JOB — Reproduce the part that opens with the first of the rows and closes with the line containing "left=0, top=183, right=210, bottom=233", both ends included, leaving the request lines and their sample coordinate lines unchanged. In each answer, multiply every coordinate by 0.95 and round to the nearest whole number, with halves rounded up.

|---|

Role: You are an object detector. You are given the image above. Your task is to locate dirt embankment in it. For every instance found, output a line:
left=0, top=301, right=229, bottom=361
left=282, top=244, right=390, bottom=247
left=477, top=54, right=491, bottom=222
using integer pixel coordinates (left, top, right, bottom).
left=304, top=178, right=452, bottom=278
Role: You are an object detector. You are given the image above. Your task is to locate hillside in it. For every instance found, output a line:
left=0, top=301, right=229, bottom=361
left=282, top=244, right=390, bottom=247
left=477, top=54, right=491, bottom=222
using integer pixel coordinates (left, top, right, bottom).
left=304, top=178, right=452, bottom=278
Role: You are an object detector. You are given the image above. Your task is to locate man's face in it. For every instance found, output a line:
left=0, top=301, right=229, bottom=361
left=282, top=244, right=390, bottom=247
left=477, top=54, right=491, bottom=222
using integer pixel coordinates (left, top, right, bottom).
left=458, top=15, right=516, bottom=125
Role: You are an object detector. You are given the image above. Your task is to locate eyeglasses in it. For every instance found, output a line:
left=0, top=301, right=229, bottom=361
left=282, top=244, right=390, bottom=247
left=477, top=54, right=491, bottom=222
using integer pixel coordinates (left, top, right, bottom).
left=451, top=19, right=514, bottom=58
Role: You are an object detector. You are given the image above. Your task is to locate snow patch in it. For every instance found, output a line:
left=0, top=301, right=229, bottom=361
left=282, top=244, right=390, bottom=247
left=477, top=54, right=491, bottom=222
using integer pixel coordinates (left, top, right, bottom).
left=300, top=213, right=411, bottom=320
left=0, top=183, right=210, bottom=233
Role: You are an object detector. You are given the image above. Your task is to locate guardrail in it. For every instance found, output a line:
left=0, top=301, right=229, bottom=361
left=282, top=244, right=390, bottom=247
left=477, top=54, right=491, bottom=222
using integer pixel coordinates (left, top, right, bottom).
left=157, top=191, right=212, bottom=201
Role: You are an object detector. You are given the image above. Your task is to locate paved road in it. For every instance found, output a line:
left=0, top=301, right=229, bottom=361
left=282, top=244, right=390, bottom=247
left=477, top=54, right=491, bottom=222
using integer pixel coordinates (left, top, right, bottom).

|---|

REPLY —
Role: You are an object detector. You are given the image above. Your task is to locate dirt embankment in it. For every instance found, output a line:
left=0, top=301, right=229, bottom=361
left=282, top=244, right=390, bottom=247
left=477, top=54, right=491, bottom=222
using integer pixel coordinates (left, top, right, bottom).
left=289, top=169, right=429, bottom=264
Role: You are an object detector. You are given the image above. Your task is to locate hillside in it. For every instance found, output a line:
left=0, top=301, right=229, bottom=361
left=282, top=244, right=390, bottom=247
left=477, top=54, right=491, bottom=222
using integer pixel coordinates (left, top, right, bottom).
left=289, top=169, right=429, bottom=264
Role: You are an object detector. You are given the image above. Your task is to locate man's face in it. For every instance found, output a line:
left=0, top=301, right=229, bottom=361
left=282, top=244, right=390, bottom=247
left=477, top=54, right=491, bottom=222
using integer pixel coordinates (left, top, right, bottom).
left=435, top=14, right=490, bottom=119
Role: You are an object detector. You are given the image above. Your task is to locate eyeglasses in it. For every instance found, output a line:
left=0, top=301, right=229, bottom=361
left=282, top=244, right=390, bottom=247
left=477, top=54, right=491, bottom=222
using integer pixel coordinates (left, top, right, bottom).
left=428, top=18, right=488, bottom=55
Role: You are an object detector. You are given the image above. Your task is to locate snow patch in it. For every instance found, output a line:
left=0, top=301, right=229, bottom=361
left=282, top=244, right=390, bottom=247
left=477, top=54, right=491, bottom=222
using integer pixel coordinates (left, top, right, bottom).
left=285, top=202, right=390, bottom=304
left=0, top=174, right=200, bottom=221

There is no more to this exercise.